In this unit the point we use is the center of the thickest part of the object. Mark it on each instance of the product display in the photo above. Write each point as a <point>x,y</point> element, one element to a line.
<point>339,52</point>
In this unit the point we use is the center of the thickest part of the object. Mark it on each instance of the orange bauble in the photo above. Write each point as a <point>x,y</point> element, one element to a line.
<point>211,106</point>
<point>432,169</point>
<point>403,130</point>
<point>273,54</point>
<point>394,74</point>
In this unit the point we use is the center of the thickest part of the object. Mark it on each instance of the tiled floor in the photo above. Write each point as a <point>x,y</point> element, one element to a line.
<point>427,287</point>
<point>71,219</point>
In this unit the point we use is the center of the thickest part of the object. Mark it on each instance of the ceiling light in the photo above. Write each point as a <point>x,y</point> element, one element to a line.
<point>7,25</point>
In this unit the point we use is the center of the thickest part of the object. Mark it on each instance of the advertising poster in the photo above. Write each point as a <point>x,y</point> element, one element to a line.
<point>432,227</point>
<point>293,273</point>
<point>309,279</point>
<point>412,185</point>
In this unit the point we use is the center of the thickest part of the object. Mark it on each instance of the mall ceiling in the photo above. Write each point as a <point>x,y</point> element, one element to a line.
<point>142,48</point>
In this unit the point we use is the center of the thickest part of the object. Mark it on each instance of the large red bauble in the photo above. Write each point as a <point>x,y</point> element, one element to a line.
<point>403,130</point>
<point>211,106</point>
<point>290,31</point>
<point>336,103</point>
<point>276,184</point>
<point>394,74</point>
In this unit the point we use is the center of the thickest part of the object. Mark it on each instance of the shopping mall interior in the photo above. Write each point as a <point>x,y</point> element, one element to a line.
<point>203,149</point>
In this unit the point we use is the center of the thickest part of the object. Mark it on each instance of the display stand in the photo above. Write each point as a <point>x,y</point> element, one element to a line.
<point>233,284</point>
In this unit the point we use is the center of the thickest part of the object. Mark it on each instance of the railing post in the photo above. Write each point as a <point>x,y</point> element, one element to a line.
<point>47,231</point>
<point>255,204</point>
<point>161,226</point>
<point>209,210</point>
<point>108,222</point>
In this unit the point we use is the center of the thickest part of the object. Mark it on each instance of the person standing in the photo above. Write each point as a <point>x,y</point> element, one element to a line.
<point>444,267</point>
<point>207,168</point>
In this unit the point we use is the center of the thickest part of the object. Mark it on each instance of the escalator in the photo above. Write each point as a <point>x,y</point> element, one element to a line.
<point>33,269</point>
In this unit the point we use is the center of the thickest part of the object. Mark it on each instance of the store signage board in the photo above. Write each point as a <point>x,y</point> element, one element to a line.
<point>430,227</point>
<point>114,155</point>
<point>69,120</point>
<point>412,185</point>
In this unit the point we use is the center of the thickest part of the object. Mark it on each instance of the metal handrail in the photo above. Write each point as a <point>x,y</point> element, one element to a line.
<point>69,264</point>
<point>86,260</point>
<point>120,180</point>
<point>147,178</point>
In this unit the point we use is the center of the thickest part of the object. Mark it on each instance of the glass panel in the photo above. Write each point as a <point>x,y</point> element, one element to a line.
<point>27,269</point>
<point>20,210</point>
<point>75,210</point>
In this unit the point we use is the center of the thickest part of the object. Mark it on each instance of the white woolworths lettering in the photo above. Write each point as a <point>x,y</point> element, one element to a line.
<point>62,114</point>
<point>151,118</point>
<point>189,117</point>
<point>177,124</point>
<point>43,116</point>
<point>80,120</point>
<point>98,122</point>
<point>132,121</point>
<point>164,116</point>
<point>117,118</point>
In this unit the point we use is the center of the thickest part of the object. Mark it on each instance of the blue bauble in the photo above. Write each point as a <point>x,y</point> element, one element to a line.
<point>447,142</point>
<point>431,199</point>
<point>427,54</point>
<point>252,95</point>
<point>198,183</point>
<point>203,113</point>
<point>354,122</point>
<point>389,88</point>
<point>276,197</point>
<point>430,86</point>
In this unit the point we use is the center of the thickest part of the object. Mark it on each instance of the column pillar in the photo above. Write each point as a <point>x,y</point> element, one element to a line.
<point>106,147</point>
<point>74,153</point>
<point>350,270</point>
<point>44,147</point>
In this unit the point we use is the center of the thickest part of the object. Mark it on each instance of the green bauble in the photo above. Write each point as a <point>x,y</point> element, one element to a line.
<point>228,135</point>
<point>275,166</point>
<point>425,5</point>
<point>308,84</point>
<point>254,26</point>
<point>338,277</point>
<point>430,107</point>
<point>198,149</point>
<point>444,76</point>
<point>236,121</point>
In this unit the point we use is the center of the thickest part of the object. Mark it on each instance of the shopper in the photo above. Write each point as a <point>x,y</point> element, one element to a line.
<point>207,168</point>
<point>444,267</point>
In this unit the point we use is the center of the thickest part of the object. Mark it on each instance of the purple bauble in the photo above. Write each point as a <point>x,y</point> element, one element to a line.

Problem to solve -> Write all of the records out again exactly.

Solved exercise ->
In this unit the point we use is the center of the thickest part of the object. Mark it on each instance of the product display in the photo above. Write each point as a <point>x,y</point> element, one element to a line.
<point>339,52</point>
In this unit the point we use is the center of the thickest part of the object. Mark it on each instance of the orange bauble in the photo above. Write each point as a <point>x,y</point> element, one element to a line.
<point>211,106</point>
<point>432,169</point>
<point>403,130</point>
<point>273,54</point>
<point>394,74</point>
In this unit the point we use is the center of the thickest part of the object. Mark it on each instance of the tiled floor in the photo above. Write each point as a <point>x,y</point> element, one element to a line.
<point>427,287</point>
<point>71,219</point>
In this unit the point we use is the center of the thickest part of the object. Mark it on each instance of the ceiling light in the photo above. Write each point as a <point>x,y</point> element, one element to a line.
<point>7,25</point>
In this unit the point we use is the center of the thickest part of the object. Mark it on each instance of the advertising poster in the photo above. Write each point as a <point>x,y</point> element, one element to a line.
<point>432,227</point>
<point>293,273</point>
<point>309,279</point>
<point>412,185</point>
In this unit the point we use is the center of the thickest part of the object. Mark it on each instance of the mall ceiling in the photo above. Write each point as a <point>x,y</point> element, one element to a line.
<point>142,48</point>
In this unit the point we use is the center of the thickest part of the object. Mark it on each instance of the large red bauble in the photo above. Write each point as a <point>x,y</point> element, one element to a line.
<point>403,130</point>
<point>211,106</point>
<point>290,31</point>
<point>336,103</point>
<point>276,184</point>
<point>394,74</point>
In this unit the point we use is the center of the thickest part of the object. Mark it on each instance of the shopping mall interior in the photo above. Write each point as a <point>x,y</point> element, one element to a line.
<point>203,149</point>
In this unit the point we use is the center of the thickest part of the object. Mark it on each instance of the display stand in the photo above. Write each point as a <point>x,y</point> element, one element to a line.
<point>233,284</point>
In this unit the point we use is the center of the thickest part of the object. Mark it on each instance of the railing post in the photo above. Write each point as a <point>x,y</point> element, one element to a line.
<point>47,231</point>
<point>255,204</point>
<point>161,226</point>
<point>209,210</point>
<point>108,222</point>
In this unit the point we use is the center of the thickest part of the object. Mark it on each instance of the person standing in the photo above. Write each point as a <point>x,y</point> element, one element to a line.
<point>444,267</point>
<point>207,168</point>
In this unit the point we use is the center of the thickest part of the object. Mark it on each instance of the escalator in the photo above. Write each point as a <point>x,y</point> element, one element to a line.
<point>33,269</point>
In this unit the point we use is the center of the thickest part of the object. Mark it on each instance of the store signage board in the photo above. Write each point as a <point>x,y</point> element, one element to a line.
<point>430,227</point>
<point>114,155</point>
<point>69,120</point>
<point>412,185</point>
In this unit the point we use is the center of the thickest part of the object. Mark it on each instance of the metal handrail in the photo above. Write each point as a <point>x,y</point> element, one element to a line.
<point>69,264</point>
<point>86,260</point>
<point>120,180</point>
<point>147,178</point>
In this unit the point we use is the center of the thickest part of the object. Mark it on each instance of the glass panel in the photo above. Write each point as a <point>x,y</point> element, one element to a line.
<point>27,269</point>
<point>20,210</point>
<point>75,210</point>
In this unit the point we use is the center of the thickest part of the object. Mark it on each instance of the white woolworths lettering in the photo above. Write each point as a <point>x,y</point> element, one element to a line.
<point>62,114</point>
<point>151,118</point>
<point>189,117</point>
<point>177,124</point>
<point>43,116</point>
<point>80,120</point>
<point>98,122</point>
<point>132,121</point>
<point>164,116</point>
<point>117,118</point>
In this unit the point we use is the center of the thickest part of the object. Mark it on each instance of the blue bauble in the photo above. Write each point as a <point>x,y</point> element, one element to a line.
<point>447,142</point>
<point>431,199</point>
<point>427,54</point>
<point>252,95</point>
<point>198,183</point>
<point>203,113</point>
<point>354,122</point>
<point>389,88</point>
<point>276,197</point>
<point>430,86</point>
In this unit the point we use is the center of the thickest part of the object. Mark it on each instance of the column pillar in the photo above. Write each point as a <point>x,y</point> element, one element to a line.
<point>106,147</point>
<point>74,153</point>
<point>350,270</point>
<point>44,147</point>
In this unit the point we use is the center of the thickest part of the object. Mark it on each instance of the green bauble in the photo above. Write each point as a <point>x,y</point> element, one element to a line.
<point>228,135</point>
<point>275,166</point>
<point>425,5</point>
<point>308,84</point>
<point>254,26</point>
<point>338,277</point>
<point>430,107</point>
<point>198,149</point>
<point>444,76</point>
<point>236,121</point>
In this unit the point we use is the center of the thickest part of the object. Mark it on each instance of the shopper in the photo above. Write each point as a <point>x,y</point> element, one element to a line.
<point>207,168</point>
<point>444,267</point>
In this unit the point we use is the center of the thickest part of the object. Mark it on each instance of the purple bauble in the photo above. Write each point as a <point>x,y</point> element, one element to a line.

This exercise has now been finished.